- **WHAT THE EXERCISE ASKS**
Can you print every record below exactly as written?

- **EXTRACTED ENTRIES**
····················

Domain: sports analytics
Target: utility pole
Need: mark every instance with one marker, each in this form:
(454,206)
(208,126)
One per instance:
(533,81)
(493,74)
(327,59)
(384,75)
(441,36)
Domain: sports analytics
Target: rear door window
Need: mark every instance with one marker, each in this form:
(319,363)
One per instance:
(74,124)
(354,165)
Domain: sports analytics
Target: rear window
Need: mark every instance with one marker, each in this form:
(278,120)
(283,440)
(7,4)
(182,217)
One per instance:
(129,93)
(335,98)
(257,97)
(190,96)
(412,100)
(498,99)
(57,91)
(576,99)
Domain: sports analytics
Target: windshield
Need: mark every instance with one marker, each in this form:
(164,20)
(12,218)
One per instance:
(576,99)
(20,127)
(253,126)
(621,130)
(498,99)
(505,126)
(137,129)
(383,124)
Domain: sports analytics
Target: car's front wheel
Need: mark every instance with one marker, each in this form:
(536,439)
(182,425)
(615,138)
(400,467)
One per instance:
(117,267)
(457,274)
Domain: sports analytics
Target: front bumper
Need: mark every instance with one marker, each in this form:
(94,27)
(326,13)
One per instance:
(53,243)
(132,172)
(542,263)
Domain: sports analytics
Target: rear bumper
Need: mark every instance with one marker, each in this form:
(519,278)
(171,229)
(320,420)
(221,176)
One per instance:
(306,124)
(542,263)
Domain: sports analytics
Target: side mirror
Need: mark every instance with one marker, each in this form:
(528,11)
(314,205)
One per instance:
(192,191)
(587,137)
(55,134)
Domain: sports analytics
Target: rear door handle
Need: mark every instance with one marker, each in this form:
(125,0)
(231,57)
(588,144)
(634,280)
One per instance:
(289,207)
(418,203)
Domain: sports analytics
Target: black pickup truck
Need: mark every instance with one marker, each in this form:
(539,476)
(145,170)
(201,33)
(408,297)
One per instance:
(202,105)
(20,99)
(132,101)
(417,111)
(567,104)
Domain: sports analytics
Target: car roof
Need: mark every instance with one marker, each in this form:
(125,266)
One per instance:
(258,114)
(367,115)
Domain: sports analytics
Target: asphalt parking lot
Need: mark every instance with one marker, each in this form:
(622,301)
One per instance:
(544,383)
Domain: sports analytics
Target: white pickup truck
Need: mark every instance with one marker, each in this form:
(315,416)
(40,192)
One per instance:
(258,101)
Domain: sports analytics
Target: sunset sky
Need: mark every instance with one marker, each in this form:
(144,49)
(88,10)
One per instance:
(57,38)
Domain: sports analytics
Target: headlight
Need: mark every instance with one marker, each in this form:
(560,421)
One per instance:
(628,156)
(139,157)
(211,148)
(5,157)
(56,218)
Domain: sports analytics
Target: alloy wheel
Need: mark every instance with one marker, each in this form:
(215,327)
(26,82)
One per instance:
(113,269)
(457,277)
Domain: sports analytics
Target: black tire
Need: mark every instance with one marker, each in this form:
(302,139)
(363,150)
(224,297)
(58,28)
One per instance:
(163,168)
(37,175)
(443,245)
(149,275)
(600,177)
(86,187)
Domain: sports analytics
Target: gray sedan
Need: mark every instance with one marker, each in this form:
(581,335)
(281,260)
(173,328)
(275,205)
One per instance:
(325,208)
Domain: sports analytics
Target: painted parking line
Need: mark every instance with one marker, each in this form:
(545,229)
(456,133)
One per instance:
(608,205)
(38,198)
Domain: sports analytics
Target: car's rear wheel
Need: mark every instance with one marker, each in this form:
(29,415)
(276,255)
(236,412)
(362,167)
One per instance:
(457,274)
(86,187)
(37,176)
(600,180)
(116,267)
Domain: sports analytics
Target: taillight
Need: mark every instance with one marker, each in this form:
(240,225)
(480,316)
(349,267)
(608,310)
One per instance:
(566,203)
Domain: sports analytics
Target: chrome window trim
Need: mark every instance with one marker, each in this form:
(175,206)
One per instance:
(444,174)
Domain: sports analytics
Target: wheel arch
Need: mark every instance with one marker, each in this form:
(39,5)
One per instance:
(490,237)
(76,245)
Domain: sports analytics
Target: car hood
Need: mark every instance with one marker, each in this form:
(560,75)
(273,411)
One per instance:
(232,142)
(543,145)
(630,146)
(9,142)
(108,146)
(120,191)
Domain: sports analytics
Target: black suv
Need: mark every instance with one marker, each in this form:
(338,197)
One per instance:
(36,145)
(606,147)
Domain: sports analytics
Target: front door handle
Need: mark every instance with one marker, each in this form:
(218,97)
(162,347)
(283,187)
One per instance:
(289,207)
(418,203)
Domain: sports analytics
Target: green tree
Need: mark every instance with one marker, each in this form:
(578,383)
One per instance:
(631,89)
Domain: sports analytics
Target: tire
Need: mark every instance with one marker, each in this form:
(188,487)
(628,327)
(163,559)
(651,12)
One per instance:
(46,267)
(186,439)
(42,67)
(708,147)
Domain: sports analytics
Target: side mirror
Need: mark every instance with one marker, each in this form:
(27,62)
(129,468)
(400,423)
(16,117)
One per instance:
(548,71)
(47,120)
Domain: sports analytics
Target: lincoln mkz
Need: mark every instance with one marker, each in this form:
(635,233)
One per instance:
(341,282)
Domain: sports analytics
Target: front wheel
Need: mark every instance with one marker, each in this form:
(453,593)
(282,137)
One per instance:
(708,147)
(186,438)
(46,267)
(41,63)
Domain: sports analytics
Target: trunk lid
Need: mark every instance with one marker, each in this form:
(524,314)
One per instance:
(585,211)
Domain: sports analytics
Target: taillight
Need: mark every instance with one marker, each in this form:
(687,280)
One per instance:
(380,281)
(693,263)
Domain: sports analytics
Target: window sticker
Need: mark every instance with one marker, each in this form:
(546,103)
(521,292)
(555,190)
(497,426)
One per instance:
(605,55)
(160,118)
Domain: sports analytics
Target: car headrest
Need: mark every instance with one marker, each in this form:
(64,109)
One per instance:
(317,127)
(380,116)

····················

- **SOLUTION TO THIS TASK**
Domain: sports analytics
Target: utility pole
Need: mark every instance with one marker, each in this form:
(454,206)
(208,126)
One per instance:
(533,81)
(493,74)
(327,59)
(384,75)
(441,36)
Domain: sports analytics
Target: rear door window
Need: mark every instance with one marker, each in this form:
(319,363)
One per instance:
(74,124)
(354,165)
Domain: sports analytics
Target: rear window
Need: mark every instance with one marker, each in this form:
(278,120)
(283,440)
(7,4)
(182,217)
One per instance:
(129,93)
(335,98)
(257,97)
(190,96)
(412,100)
(498,99)
(57,91)
(576,99)
Domain: sports analytics
Target: windshield
Need: mark every instance with one marker, each in this form:
(164,20)
(12,218)
One per instance:
(576,99)
(20,127)
(253,126)
(621,130)
(498,99)
(505,126)
(137,129)
(383,124)
Domain: sports analytics
Target: car's front wheel
Need: mark every instance with one marker, each in this form:
(536,439)
(182,425)
(615,138)
(400,467)
One per instance:
(117,267)
(457,274)
Domain: sports analytics
Target: front bumper
Need: mark every instance with one marker, each in this form:
(94,27)
(326,13)
One per instance:
(53,243)
(132,172)
(542,263)
Domain: sports analytics
Target: rear bumper
Need: mark every instance with one marker, each in this form:
(519,278)
(171,229)
(320,420)
(221,176)
One per instance:
(306,124)
(542,263)
Domain: sports analytics
Target: side mirror
Need: mark every instance with one marker, each in this form:
(528,11)
(314,205)
One per instance:
(192,191)
(587,137)
(55,134)
Domain: sports analytics
Target: rear door handle
Need: mark every instance with one marker, each in this form:
(125,0)
(231,57)
(588,144)
(634,280)
One per instance:
(289,207)
(418,203)
Domain: sports analytics
Target: black pickup truck
Need: mark every instance with one marker, each in this form:
(539,476)
(145,170)
(201,33)
(408,297)
One per instance:
(202,105)
(20,99)
(132,101)
(417,111)
(567,104)
Domain: sports analytics
Target: car roof
Need: mark every instance with one marker, each in this form:
(125,266)
One per instance:
(258,114)
(367,115)
Domain: sports analytics
Target: asphalt parking lot
Need: mark every instance with one marker, each in this form:
(622,301)
One per instance:
(544,383)
Domain: sports analytics
Target: white pickup truck
Need: mark every instance with one marker, each in this form:
(315,416)
(40,192)
One per instance:
(258,101)
Domain: sports analytics
Target: sunset sky
Need: mark every instance with one marker, each in this form:
(144,49)
(88,10)
One per instance:
(57,38)
Domain: sports analytics
Target: headlight
Need: mark every instance with one marker, each in this form:
(560,421)
One per instance:
(628,156)
(139,157)
(211,148)
(5,157)
(56,218)
Domain: sports analytics
Target: alloy wheel
Need: mark every instance with one marker, each in this form:
(215,327)
(26,82)
One per instance:
(113,269)
(457,277)
Domain: sports analytics
Target: black tire
Need: mark every instance with one marker, each in this form:
(302,139)
(363,150)
(224,297)
(58,28)
One per instance:
(163,168)
(37,175)
(443,245)
(149,275)
(600,177)
(86,187)
Domain: sports analytics
Target: gray sedan
Need: mark every instance with one marker, each in this form:
(581,335)
(281,260)
(173,328)
(275,205)
One per instance:
(325,208)
Domain: sports analytics
Target: painted parking line
Need: mark every instance with one marker, each in this form:
(545,229)
(456,133)
One per instance:
(608,205)
(38,198)
Domain: sports analytics
Target: car's rear wheel
Need: mark every instance with one marker, each in this form:
(29,415)
(276,255)
(236,412)
(362,167)
One per instance:
(457,274)
(86,187)
(37,176)
(600,180)
(116,267)
Domain: sports analytics
Target: taillight
Need: mark every instance with one marker, each in this form:
(240,225)
(480,316)
(349,267)
(608,310)
One per instance:
(566,203)
Domain: sports analytics
Target: chrome window trim
Need: mark every instance with one marker, each in this form:
(175,206)
One per instance:
(444,174)
Domain: sports analytics
Target: wheel arch
Need: mark every instance with one marker, each in this form:
(39,5)
One per instance:
(490,237)
(76,245)
Domain: sports analytics
Target: car hood
Need: mark every instance with one marker, each in this form:
(560,75)
(273,411)
One per instance:
(232,142)
(543,145)
(630,146)
(9,142)
(108,146)
(120,191)
Domain: sports analytics
Target: black suv
Need: mark every instance with one marker, each in this form:
(338,197)
One per instance:
(36,145)
(606,147)
Domain: sports analytics
Target: front door handle
Need: mark every instance with one marker, each in this form:
(218,97)
(162,347)
(283,187)
One per instance:
(289,207)
(418,203)
Domain: sports analytics
Target: green tree
Need: mark every instance with one marker, each in this form:
(578,383)
One per instance:
(631,89)
Domain: sports analytics
Target: tire
Need: mark every instance with one marker, each in this form:
(188,487)
(628,327)
(163,559)
(651,12)
One per instance:
(46,267)
(186,439)
(42,67)
(708,147)
Domain: sports analytics
Target: side mirror
Need: mark every instance with one marker, each in this form:
(27,62)
(129,468)
(400,423)
(16,117)
One per instance:
(548,71)
(47,120)
Domain: sports analytics
Target: lincoln mkz
Need: mark every instance with one marker, each in this form:
(635,233)
One per instance:
(341,282)
Domain: sports analytics
Target: front wheel
Need: mark every instance with one marker, each in this form:
(453,593)
(282,137)
One per instance:
(708,147)
(186,438)
(46,267)
(41,63)
Domain: sports analytics
Target: trunk lid
Need: mark every instance with one marker, each in this form:
(524,314)
One per instance:
(585,211)
Domain: sports analytics
Target: taillight
Need: mark every instance with one marker, each in this form:
(687,280)
One per instance:
(380,281)
(693,263)
Domain: sports analytics
Target: window sticker
Need: mark every instance with one marker, each in this form:
(546,103)
(521,292)
(555,190)
(497,426)
One per instance:
(605,55)
(160,118)
Domain: sports analytics
Target: car headrest
Need: mark every instance with one marker, each in this form:
(64,109)
One per instance:
(317,127)
(380,116)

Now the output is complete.